● **CONSIGNE ÉNONCÉE**
D'après le texte sur la politique danoise des « ghettos », quelle juridiction doit déterminer cet hiver si le Danemark viole les droits civils et humains des personnes relogées ?

● **EXTRAIT DU TEXTE**
L’histoire regorge d’exemples de gouvernements ayant recours à la ségrégation forcée contre les minorités ethniques.
Qu’il s’agisse des colons qui contraignent les peuples autochtones à vivre dans des réserves, des nazis qui forcent les Juifs à vivre dans des ghettos ou des États-Unis qui séparent les Noirs américains par le biais de politiques de redlining et de zonage, le déplacement et le logement sont depuis longtemps au cœur du racisme institutionnel.
Mais dans l’Europe d’aujourd’hui, une tendance inversée d’assimilation coercitive émerge dans les pays du Nord aux prises avec des niveaux d’immigration élevés. Dans le cadre de ce qui a été décrit à la fois comme une « ingénierie ethnique » et comme l’une des « politiques d’immigration les plus dures » au monde, le Danemark déracine de force les gens des quartiers qu’ils appellent « ghettos » et les redirige vers des logements alternatifs.
En Suède voisine, les responsables politiques ont exprimé le désir de poursuivre des projets similaires.
Le déracinement de communautés entières est controversé. Cet hiver, la plus haute juridiction européenne, la Cour de justice européenne, doit déterminer si le Danemark viole les droits civils et humains des personnes relogées. En tant qu’expert en matière de déplacement et d’intégration des immigrants, je crois que la décision du tribunal et l’évolution du programme danois ont de grandes implications pour l’avenir des immigrants européens et sur le véritable sens de la citoyenneté européenne pour les personnes de couleur.

● **DONNÉES FOURNIES**
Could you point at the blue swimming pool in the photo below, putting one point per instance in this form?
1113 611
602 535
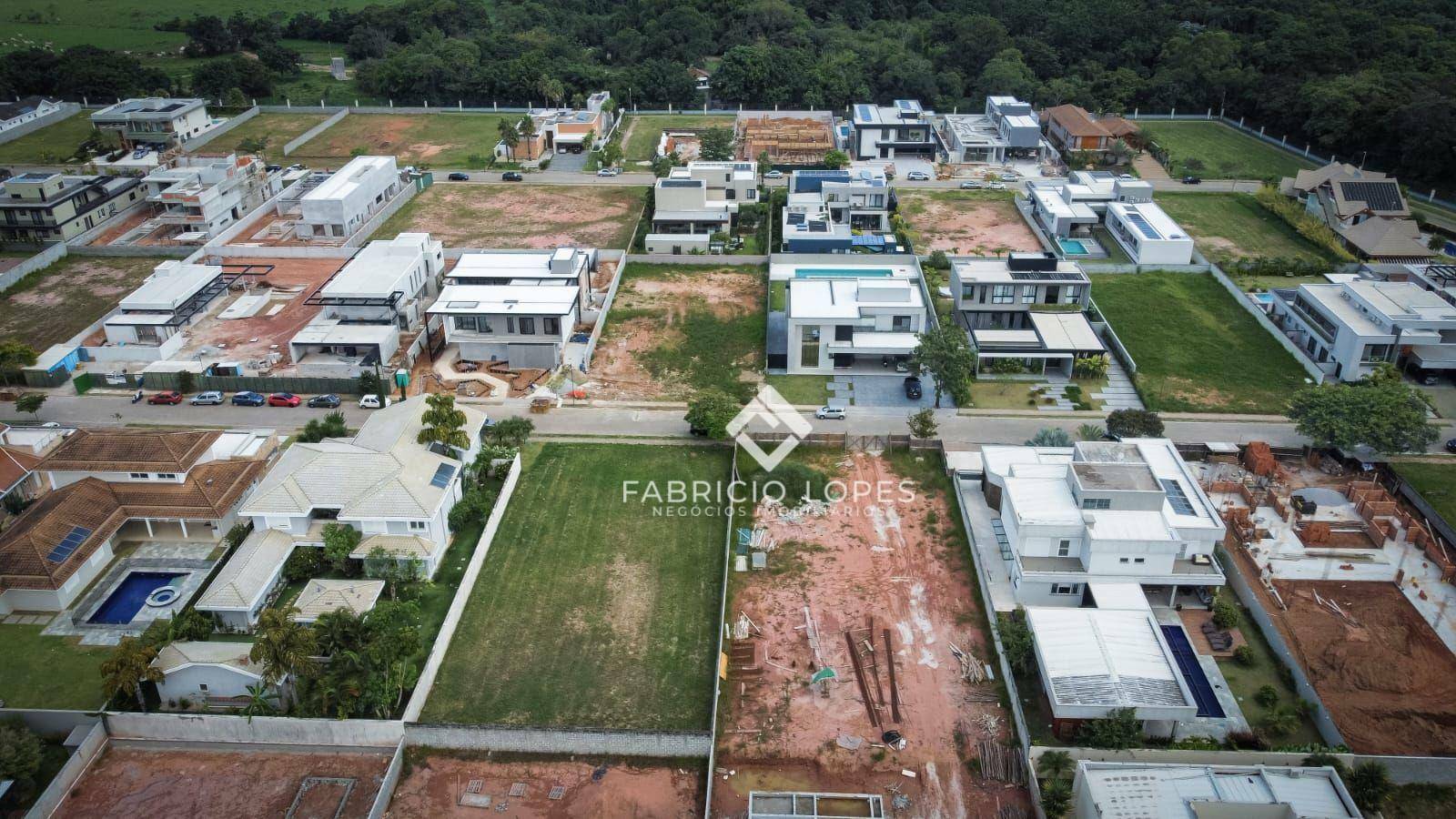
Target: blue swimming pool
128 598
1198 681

---

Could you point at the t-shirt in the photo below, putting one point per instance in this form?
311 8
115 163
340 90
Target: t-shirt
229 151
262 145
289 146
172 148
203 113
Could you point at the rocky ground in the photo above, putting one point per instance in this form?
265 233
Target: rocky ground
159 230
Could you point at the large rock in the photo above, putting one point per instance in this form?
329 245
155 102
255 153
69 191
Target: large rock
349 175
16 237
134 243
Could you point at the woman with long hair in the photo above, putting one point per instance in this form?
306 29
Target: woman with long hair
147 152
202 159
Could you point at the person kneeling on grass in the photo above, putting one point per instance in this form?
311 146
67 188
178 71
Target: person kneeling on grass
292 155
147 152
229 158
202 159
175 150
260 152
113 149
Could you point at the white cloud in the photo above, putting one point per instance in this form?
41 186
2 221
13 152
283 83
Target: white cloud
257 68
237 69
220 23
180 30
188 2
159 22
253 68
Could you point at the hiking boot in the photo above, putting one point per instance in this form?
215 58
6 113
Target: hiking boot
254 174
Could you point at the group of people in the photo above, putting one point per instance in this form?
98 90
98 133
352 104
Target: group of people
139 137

--

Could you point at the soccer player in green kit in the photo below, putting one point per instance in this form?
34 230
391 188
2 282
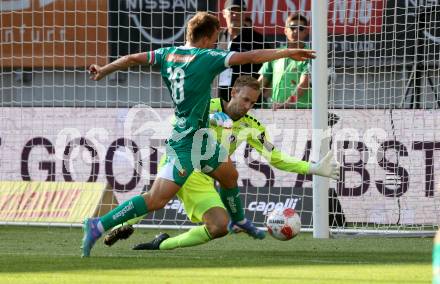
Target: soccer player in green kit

● **RÉPONSE COMPLÈTE**
C'est la Cour de justice européenne, présentée comme la plus haute juridiction européenne.